-- DOCUMENT TEXT follows --

Shared Activities & Rituals

03

In many Christian circles today, you’ll hear people talk about “doing life” with others. What does that phrase entail, especially when it comes to the individuals we are most likely to “do life” with: our housemates?

In a practical sense, time use surveys give us somewhat of a glimpse. For example, the Bureau of Labor Statistics reports that, on a daily basis, the average American adult with a full-time job will spend about nine of their 24 hours on sleep. After a night’s rest, work (6.45) and various forms of leisure (5.24) each take up several hours.20 Beyond that, there are precious few hours left to divvy up for meals, household duties, caretaking and so on. Of course, this list from the Bureau of Labor Statistics doesn’t account for prayer, Bible-reading, contemplation or other spiritual disciplines. It also can’t speak to some of the intangible ways people might view or invest their hours—not as measurements of time, but as opportunities to enjoy someone’s company, to learn something new, to impart wisdom, to confront or maybe even to reconcile. One study by health insurer Cigna suggests these more relational tasks aren’t well prioritized; half of Americans say they have meaningful daily social interactions, like a heart-to-heart with a friend or quality time with family.21

This chapter will focus on the ways in which practicing Christians are truly present and interactive in their homes, shaping not only their everyday rituals but their household roles and spiritual growth.

Regular Activities

Typically, if household members are all together, they are gathered around the table (though, as the Wall Street Journal reports, some research suggests mealtimes could stand to be a little longer).22 According to this Barna study, dinner, every day or every other day, is the most common group activity (68%) in Christian households. Half (49%) also include shared breakfast in their routines.

Fifty-three percent of respondents say their housemates regularly come together to watch TV. But they still connect beyond screen time: Nearly half (47%) have discussions about how they are feeling every day or two. Work (such as house projects and yardwork) and play (such as games) are less consistent group activities. Meanwhile, reading books, playing sports and singing are activities that respondents say they never share in their homes (42%, 42% and 38%, respectively).

The data show many household categories strive for some kind of structure or formality. Forty-four percent of respondents mention holding household or family meetings. This occurs most when there are minor residents (59%), especially in nuclear families and multi-generational and single-parent households. Further, a quarter of households (26%) has an agreement about behavior in their homes, such as a roommate contract—which, by the way, a third of roommate households (34%) uses. Such an agreement is uncommon among couples (7%), perhaps because communication is more direct between the two spouses and there are fewer variables than in, say, a multigenerational (40%) or single-parent (38%) context.

-- DOCUMENT TEXT concluded --
-- DATA EXTRACTS follows --

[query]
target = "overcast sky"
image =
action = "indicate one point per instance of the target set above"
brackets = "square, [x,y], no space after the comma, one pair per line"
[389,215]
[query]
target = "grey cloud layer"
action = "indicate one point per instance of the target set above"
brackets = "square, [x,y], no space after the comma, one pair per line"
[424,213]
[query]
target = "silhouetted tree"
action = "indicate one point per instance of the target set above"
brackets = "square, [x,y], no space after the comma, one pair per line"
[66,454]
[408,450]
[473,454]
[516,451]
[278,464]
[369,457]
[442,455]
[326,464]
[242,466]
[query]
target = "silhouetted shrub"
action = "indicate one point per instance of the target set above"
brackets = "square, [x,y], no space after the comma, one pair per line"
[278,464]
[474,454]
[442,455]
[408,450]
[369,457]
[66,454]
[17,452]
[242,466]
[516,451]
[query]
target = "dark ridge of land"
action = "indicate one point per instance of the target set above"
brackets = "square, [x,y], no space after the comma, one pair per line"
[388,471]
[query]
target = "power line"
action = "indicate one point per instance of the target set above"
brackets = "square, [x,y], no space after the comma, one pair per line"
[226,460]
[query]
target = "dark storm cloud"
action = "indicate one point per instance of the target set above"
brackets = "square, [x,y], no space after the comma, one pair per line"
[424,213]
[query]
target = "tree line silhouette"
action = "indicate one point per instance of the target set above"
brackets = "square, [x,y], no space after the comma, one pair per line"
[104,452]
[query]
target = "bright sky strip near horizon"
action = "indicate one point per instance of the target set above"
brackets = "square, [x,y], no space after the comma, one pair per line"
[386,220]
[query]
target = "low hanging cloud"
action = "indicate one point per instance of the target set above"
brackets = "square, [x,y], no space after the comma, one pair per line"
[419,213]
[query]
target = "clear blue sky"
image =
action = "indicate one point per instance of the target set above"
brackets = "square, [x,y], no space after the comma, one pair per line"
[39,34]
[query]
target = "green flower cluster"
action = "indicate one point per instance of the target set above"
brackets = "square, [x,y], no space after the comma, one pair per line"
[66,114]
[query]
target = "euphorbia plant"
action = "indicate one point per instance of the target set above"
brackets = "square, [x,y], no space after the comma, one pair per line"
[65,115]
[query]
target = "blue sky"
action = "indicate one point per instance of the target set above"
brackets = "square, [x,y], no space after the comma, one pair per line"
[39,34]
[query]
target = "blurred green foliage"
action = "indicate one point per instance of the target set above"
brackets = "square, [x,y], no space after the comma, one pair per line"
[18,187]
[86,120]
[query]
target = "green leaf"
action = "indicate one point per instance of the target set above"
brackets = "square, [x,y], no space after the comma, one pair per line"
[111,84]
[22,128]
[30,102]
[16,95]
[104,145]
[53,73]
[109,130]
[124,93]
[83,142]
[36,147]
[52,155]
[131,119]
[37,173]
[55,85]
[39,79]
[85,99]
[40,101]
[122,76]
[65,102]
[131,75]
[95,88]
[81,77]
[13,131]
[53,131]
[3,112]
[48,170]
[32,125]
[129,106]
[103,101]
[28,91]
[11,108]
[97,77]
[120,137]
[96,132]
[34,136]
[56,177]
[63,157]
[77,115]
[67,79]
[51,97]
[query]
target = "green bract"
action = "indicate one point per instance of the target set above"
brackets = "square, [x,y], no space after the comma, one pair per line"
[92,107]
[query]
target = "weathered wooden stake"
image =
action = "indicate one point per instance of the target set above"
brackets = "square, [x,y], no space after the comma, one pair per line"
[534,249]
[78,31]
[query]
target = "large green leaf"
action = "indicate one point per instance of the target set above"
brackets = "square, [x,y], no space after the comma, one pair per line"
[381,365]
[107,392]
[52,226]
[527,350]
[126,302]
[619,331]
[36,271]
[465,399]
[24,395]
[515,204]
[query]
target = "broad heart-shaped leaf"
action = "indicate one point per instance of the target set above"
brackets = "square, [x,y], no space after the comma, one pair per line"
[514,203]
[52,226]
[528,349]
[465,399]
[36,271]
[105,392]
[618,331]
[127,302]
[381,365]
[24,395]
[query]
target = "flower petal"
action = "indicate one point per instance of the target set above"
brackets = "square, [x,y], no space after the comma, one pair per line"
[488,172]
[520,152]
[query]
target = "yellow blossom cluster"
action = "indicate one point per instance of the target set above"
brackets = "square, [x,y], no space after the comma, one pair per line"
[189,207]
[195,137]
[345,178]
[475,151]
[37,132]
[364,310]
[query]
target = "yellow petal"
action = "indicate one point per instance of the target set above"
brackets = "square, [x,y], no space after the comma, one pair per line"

-- DATA EXTRACTS concluded --

## WHAT THE TASK REQUIRES
Please answer these from the text on shared household activities:
1. About how many hours a day does the average full-time-employed American adult spend on sleep?
2. What is the most common group activity in Christian households?
3. What share of roommate households uses a roommate contract?

## RESPONSE BOX
1. About nine of their 24 hours.
2. Dinner, every day or every other day (68%).
3. A third (34%).